Look through the records and copy each line with the string "foreground" in it.

• **Source material**:
::::::::::

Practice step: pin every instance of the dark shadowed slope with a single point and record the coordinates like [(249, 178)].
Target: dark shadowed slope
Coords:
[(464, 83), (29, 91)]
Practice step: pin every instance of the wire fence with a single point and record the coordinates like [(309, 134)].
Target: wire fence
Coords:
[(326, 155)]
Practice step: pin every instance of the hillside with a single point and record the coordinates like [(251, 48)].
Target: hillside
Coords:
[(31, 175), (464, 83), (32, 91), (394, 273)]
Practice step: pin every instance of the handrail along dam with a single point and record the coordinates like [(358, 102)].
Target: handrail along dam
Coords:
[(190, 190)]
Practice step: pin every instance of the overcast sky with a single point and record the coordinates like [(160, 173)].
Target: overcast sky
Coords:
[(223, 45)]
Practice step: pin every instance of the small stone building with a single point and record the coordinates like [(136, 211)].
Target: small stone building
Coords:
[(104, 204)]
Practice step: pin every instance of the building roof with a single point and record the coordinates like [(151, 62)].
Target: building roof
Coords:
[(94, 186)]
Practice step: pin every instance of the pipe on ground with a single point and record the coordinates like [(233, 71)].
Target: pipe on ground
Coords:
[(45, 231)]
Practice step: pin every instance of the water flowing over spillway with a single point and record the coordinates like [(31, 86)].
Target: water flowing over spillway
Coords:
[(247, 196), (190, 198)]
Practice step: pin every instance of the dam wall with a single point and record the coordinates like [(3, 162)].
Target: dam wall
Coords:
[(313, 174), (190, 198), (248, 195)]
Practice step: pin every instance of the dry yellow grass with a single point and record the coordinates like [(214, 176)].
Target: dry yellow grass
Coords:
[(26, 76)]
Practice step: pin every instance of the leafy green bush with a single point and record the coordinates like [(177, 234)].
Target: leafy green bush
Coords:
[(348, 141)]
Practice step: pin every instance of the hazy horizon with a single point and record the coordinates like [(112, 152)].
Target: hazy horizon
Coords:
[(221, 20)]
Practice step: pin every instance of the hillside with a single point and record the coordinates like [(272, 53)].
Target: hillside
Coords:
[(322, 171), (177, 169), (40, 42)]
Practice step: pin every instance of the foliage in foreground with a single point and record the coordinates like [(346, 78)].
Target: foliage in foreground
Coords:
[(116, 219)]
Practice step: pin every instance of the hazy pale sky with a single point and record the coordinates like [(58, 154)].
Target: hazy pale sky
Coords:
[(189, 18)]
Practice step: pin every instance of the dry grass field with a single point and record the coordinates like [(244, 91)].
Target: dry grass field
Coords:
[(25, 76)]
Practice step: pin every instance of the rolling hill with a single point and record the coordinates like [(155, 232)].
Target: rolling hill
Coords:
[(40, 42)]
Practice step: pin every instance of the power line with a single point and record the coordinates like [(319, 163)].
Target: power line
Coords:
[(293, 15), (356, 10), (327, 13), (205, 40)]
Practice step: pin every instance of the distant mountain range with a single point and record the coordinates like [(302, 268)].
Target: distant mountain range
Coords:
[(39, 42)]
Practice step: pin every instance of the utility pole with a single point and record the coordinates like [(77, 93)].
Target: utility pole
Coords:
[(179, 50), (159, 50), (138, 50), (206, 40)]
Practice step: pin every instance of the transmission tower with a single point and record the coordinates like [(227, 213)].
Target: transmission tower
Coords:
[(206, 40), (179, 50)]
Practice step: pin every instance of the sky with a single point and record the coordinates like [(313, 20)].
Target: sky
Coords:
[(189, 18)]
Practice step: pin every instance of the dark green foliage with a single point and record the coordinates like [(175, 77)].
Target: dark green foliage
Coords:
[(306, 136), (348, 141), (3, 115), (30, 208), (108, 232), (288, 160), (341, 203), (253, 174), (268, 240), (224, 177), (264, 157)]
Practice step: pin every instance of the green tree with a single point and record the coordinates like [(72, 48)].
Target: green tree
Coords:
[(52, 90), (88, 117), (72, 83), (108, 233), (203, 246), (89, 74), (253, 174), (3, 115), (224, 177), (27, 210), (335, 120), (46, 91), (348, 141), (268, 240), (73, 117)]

::::::::::

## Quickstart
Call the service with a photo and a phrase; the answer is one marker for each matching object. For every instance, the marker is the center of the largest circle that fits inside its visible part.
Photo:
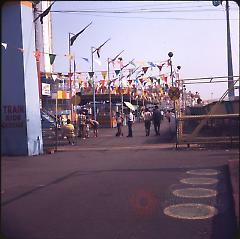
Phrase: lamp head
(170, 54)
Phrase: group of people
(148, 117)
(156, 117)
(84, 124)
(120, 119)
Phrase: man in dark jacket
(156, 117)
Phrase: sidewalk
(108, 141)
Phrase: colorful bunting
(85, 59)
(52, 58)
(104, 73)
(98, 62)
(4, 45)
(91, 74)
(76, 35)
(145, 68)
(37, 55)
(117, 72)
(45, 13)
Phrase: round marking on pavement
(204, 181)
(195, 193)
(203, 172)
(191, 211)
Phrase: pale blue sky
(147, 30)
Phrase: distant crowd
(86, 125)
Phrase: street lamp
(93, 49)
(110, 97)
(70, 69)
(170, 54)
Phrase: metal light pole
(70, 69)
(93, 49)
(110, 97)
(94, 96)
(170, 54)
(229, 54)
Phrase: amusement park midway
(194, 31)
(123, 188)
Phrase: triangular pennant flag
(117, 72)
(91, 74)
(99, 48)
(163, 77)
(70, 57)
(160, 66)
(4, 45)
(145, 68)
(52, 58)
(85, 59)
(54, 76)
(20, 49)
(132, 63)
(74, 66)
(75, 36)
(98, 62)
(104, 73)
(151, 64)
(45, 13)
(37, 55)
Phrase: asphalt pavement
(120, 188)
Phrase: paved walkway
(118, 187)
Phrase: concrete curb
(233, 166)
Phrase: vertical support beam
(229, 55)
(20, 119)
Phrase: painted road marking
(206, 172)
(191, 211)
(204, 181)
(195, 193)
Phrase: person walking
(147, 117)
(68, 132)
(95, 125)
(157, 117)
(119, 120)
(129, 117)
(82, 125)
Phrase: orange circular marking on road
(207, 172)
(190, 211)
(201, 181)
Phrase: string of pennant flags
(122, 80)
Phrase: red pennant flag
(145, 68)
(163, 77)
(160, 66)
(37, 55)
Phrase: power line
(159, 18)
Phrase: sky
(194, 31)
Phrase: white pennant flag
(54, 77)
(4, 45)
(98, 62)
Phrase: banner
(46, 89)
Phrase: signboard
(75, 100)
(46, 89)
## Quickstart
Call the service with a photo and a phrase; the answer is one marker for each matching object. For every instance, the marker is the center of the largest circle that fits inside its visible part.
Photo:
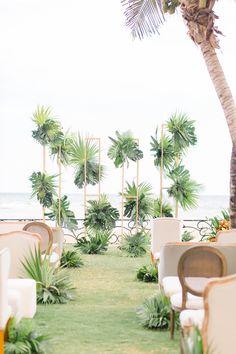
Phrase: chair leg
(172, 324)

::::::::::

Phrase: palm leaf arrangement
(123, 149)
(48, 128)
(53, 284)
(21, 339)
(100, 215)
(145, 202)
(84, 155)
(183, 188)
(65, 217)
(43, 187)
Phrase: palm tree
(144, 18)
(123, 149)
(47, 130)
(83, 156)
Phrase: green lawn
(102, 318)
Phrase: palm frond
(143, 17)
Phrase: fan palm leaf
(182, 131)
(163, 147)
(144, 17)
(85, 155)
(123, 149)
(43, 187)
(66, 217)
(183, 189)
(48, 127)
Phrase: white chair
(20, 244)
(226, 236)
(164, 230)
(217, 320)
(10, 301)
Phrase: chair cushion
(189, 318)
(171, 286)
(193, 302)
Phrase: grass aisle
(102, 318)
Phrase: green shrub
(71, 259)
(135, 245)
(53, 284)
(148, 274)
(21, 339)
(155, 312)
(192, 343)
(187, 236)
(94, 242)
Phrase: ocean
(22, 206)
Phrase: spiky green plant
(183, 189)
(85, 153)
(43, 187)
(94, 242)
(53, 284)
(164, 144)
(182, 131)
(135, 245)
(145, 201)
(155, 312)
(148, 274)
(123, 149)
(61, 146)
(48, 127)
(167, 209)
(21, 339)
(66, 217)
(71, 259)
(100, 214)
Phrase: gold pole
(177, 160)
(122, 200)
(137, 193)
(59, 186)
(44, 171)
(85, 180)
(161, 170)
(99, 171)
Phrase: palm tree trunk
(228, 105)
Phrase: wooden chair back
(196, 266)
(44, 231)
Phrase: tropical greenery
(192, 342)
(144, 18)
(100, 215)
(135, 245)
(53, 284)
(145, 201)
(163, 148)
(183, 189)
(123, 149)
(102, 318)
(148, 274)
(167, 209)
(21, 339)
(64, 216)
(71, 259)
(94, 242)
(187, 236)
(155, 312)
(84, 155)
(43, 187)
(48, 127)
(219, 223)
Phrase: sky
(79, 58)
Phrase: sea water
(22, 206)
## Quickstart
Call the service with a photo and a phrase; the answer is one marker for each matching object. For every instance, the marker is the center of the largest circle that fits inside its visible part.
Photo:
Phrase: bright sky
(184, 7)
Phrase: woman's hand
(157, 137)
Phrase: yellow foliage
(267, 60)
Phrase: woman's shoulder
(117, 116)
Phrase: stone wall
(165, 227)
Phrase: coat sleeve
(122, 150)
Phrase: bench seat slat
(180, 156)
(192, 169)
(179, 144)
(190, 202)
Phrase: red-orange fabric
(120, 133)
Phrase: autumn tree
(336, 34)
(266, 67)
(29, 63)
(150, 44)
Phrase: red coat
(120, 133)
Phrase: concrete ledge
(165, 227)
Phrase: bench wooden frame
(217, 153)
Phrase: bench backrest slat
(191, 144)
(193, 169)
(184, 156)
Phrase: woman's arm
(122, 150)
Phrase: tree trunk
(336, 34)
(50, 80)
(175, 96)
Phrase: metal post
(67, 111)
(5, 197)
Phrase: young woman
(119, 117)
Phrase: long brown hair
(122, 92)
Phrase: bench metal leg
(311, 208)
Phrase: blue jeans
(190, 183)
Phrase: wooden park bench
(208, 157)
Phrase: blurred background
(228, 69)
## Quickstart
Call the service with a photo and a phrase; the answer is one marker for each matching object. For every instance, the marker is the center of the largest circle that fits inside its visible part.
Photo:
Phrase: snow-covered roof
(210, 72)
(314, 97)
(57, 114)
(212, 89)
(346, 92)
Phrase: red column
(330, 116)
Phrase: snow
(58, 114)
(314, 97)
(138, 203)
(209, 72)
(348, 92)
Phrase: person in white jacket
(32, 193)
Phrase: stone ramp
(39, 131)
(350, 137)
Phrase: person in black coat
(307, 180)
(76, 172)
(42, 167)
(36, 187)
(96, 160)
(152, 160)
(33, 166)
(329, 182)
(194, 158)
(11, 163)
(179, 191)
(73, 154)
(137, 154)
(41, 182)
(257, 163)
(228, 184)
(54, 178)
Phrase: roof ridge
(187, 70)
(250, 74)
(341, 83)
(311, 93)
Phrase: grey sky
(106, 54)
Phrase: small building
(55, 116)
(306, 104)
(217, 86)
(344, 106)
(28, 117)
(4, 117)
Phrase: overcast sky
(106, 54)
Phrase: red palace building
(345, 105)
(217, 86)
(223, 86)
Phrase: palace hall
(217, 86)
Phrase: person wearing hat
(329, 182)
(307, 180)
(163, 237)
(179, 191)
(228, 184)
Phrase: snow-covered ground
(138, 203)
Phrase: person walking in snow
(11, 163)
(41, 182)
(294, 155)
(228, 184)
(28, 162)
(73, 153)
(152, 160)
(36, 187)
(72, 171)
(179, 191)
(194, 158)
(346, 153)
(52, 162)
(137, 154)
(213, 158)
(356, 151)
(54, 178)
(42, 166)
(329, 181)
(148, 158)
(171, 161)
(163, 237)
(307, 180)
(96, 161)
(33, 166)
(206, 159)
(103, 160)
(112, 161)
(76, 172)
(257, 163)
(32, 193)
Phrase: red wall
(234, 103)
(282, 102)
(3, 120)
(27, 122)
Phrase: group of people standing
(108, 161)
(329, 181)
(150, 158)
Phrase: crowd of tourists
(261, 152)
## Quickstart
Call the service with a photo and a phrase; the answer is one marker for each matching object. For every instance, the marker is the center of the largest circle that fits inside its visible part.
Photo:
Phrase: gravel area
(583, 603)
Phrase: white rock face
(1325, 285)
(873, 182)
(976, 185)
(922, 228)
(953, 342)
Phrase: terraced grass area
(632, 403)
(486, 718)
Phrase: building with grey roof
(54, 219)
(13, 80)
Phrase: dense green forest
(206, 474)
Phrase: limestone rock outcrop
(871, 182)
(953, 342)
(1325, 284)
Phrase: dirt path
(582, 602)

::::::::::

• **Result of this task**:
Practice step: pin every instance of the foliage in foreground with a single point and record the coordinates like [(346, 78)].
Target: foliage in foreground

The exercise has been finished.